TASK DIRECTIONS ->
Strip out the pictures and output each remaining line of the data word for word.

(Saved entries)
----------
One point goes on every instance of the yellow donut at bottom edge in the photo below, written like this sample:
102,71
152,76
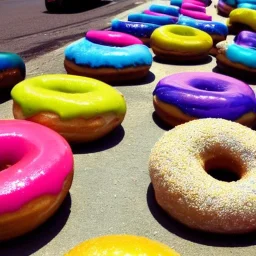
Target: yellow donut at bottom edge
121,245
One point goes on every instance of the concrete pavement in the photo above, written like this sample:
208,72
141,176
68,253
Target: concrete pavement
111,191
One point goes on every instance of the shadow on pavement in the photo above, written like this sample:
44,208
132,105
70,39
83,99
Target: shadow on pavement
110,140
207,60
196,236
145,80
81,7
33,241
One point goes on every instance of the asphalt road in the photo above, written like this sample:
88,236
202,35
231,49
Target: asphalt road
27,28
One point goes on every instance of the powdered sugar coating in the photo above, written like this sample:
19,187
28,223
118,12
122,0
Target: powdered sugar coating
185,190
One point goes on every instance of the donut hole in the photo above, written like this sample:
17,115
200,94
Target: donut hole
214,85
4,166
186,31
224,168
9,155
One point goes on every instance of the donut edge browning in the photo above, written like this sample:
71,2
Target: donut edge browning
173,116
74,130
107,74
33,214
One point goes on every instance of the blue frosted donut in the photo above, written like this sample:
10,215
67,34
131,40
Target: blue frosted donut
158,20
241,55
12,69
210,27
138,29
169,10
247,5
217,30
192,95
107,63
176,2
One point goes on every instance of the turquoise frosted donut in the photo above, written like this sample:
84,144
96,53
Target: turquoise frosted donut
158,20
12,69
139,29
107,63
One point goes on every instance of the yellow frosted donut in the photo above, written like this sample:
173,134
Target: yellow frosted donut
181,165
121,245
242,19
177,42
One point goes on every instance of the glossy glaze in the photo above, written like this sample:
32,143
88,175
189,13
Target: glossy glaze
243,55
210,27
111,38
68,96
121,245
195,15
205,94
193,7
86,53
246,38
40,161
139,29
170,10
244,16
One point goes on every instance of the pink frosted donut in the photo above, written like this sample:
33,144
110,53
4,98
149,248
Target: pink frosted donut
36,171
195,15
193,7
195,2
111,38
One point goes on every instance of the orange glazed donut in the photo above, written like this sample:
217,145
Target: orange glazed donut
121,245
81,109
180,166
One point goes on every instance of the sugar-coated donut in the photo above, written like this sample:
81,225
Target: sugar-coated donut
181,164
80,109
217,30
238,59
182,97
107,63
12,69
139,29
111,38
180,43
241,19
114,245
36,171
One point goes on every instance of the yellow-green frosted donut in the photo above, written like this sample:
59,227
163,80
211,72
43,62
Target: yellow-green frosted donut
68,96
121,245
81,109
178,39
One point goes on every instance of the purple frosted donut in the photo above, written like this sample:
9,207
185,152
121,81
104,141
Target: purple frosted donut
197,95
246,38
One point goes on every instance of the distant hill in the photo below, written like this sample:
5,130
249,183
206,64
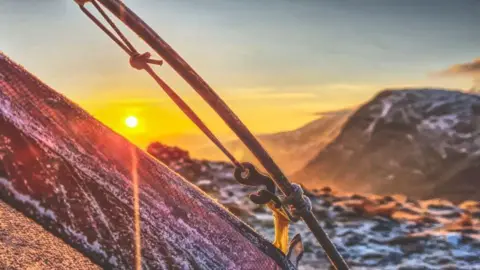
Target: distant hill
420,142
292,150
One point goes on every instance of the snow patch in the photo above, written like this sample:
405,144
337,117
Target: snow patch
27,200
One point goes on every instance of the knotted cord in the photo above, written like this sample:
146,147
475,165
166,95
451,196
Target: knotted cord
295,195
143,61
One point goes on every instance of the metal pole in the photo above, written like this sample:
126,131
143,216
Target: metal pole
130,19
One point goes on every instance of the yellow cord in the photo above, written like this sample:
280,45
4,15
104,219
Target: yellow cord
281,224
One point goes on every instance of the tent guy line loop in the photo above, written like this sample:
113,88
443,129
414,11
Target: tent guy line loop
141,62
169,55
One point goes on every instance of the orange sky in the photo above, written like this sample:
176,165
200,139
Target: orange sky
275,67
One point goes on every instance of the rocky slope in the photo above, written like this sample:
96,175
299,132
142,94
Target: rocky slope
----------
TASK SOLUTION ->
One point goes on every instance of the yellow donut at bottom edge in the photo below, written like this sample:
102,71
152,76
Target: yellow donut at bottom edge
121,245
One point goes on every instance of the concrete pavement in the photo above, written like this sample:
208,72
141,176
68,253
Target: concrete pavement
111,191
One point goes on every instance of the shadow on pavement in the photo above, written like this sample:
44,208
132,105
70,39
83,99
Target: shadow on pavement
110,140
207,60
196,236
145,80
81,7
33,241
One point goes on every instance of the asphalt road in the photo above, written like this sample:
88,236
202,35
231,49
Target: asphalt road
27,28
One point goes on every instance of the powdered sugar coating in the photo above, written like this sample:
19,187
28,223
118,12
122,0
Target: powdered sugar coating
185,190
One point goes on every instance of the donut hole in the photo above, written like this sample:
17,115
200,94
Target: donut hole
214,85
4,166
186,31
224,168
9,155
One point goes on every instance of the donut edge browning in the photo above, written like this sample:
71,2
Target: donut edge browning
173,116
74,130
107,74
33,214
One point goes on every instance of the blue frosted donut in the photo above, written like this sample:
10,215
67,34
131,40
Target: blue frosted donut
158,20
241,55
12,69
210,27
138,29
169,10
247,5
217,30
192,95
107,63
176,2
One point goes on every instance of the turquoise frosted donut in the photo above, written like this sample:
84,144
96,53
Target: turquoise frosted donut
158,20
12,69
139,29
107,63
One point goes on every instance of the yellow frosted donut in the photo above, written like this sample:
173,134
Target: yellow frosted donut
181,165
121,245
242,19
177,42
One point goes on every instance of the glossy glaze in the photo above, written like this sample:
32,143
88,175
189,13
Target: glossy glaze
243,55
210,27
111,38
68,96
121,245
195,15
205,94
193,7
86,53
246,38
40,161
139,29
170,10
244,16
One point goes on every instance of the pink frosted donut in the photo above, written like this sample:
33,144
110,53
4,98
149,248
Target: pink frosted donut
36,171
195,15
193,7
195,2
111,38
One point goes on every instance of the orange glazed donut in the photo above, written like this sample:
217,145
Target: orange glazed donut
121,245
81,109
180,166
One point goes on every instance of the sugar-coated donut in the photo above, written like this sample:
81,225
Target: sugar-coated donut
181,164
80,109
217,30
238,59
182,97
107,63
12,69
139,29
111,38
180,43
241,19
114,245
36,171
One point goes on every instance of the yellow-green frosted donut in the photo above, written like this sample:
59,227
163,80
211,72
43,62
Target: yellow-green frosted donut
68,96
121,245
81,109
178,39
One point goes on every instance of the purple frosted donut in the photo above, written like this sample:
9,207
185,152
121,81
104,141
Target: purple frosted donut
197,95
246,38
One point goes on every instance of the distant hill in the photo below, written like this sample:
5,130
249,183
206,64
Target: distant hill
420,142
292,150
One point goes on every instance of the snow patch in the photo above, written like this sample:
405,144
337,117
Target: snow patch
27,200
One point goes on every instance of the knotted cord in the photo above, written like this sample:
146,147
475,165
166,95
451,196
Target: knotted cord
295,195
143,61
One point goes on every instance of the metal pole in the photo above, written like this sample:
126,131
143,216
Target: metal pole
130,19
One point goes on every instance of the yellow cord in the photo above, written like this sample:
280,45
4,15
104,219
Target: yellow cord
281,224
One point goes on every instance of the tent guy line loop in the photo above, written like this sample:
113,88
443,129
414,11
Target: tent guy line loop
141,62
169,55
One point goes on every instance of the orange sky in the photo above, written like this sample:
176,165
200,139
Target: orange sky
275,67
One point goes on every instance of the rocky slope in the photo above, written like this sample:
96,175
299,132
142,94
Target: rocky slope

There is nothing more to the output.